Written tasks:
**A)** Decide whether each statement below agrees with the Dr Suess transfers thread, answering yes or no and quoting the exact words of the thread that settle it. (i) The original poster needs all the transfers to share one design. (ii) The teachers are paying for the shirts themselves. (iii) Corel Whisperer removed a link from the thread.
**B)** Summarize the Dr Suess transfers thread in two sentences.
# start of Text excerpt
# Need Dr Suess transfers...Where?



## wedgees (Aug 22, 2011)

I am looking for Stock Transfers that have a Dr Suess Theme. I only need 20-30 and they don't all have to be the same design or story. A preschool is wanting all the staff to wear something Dr suess related and they thought they would have shirts made. I wanted to buy stock transfers to keep the cost down because they don't want to spend over $8-$10 a shirt...teachers are paying out of their own pocket.

Thanks


----------



## proworlded (Oct 3, 2006)

These images are not licensed for transfers.


----------



## proworlded (Oct 3, 2006)

That link doesn't work for me. If they are transfers I can almost assure you they are not licensed.


----------



## proworlded (Oct 3, 2006)

CW. I have no idea where they are coming from but certainly not from any major manufacturer in the U.S. I think the customer should verify the licensing with the Etsy supplier.


----------



## Corel Whisperer (Sep 1, 2010)

I have deleted the link and post the OP can do the search on their own. I wasn't trying to promote the use of illegal designs for transfers....


----------



## proworlded (Oct 3, 2006)

I understand. I know that some of the designs shown are definitely not licensed.


----------



## Fenrir (Mar 13, 2012)

Even if they were licensed I'm sure they would only be for personal use, and not to be made into t-shirts for a company. I have several packs of transfers that came with a CD of Disney clipart (clearance from some office supply store, not Etsy), I'm sure they would have issues with someone using it for handmade candle store employees.

Etsy seems to be a huge mishmash of incredible original arts and crafts and copyright infringing laziness. At least there's a much higher ratio of cool things than eBay has!
# end of Text excerpt
# start of Records
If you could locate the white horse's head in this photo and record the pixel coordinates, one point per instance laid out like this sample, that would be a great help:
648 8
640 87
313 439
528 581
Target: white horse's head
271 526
# end of Records
Results:
**A)**
(i) No: "they don't all have to be the same design or story"
(ii) Yes: "teachers are paying out of their own pocket"
(iii) Yes: "I have deleted the link and post"

**B)** A poster wants 20-30 Dr Suess-themed stock transfers for preschool staff shirts, with a budget of no more than $8-$10 per shirt. Replies warn that such transfers are almost surely not licensed, a posted link is deleted, and one reply adds that even licensed transfers would likely be for personal use only.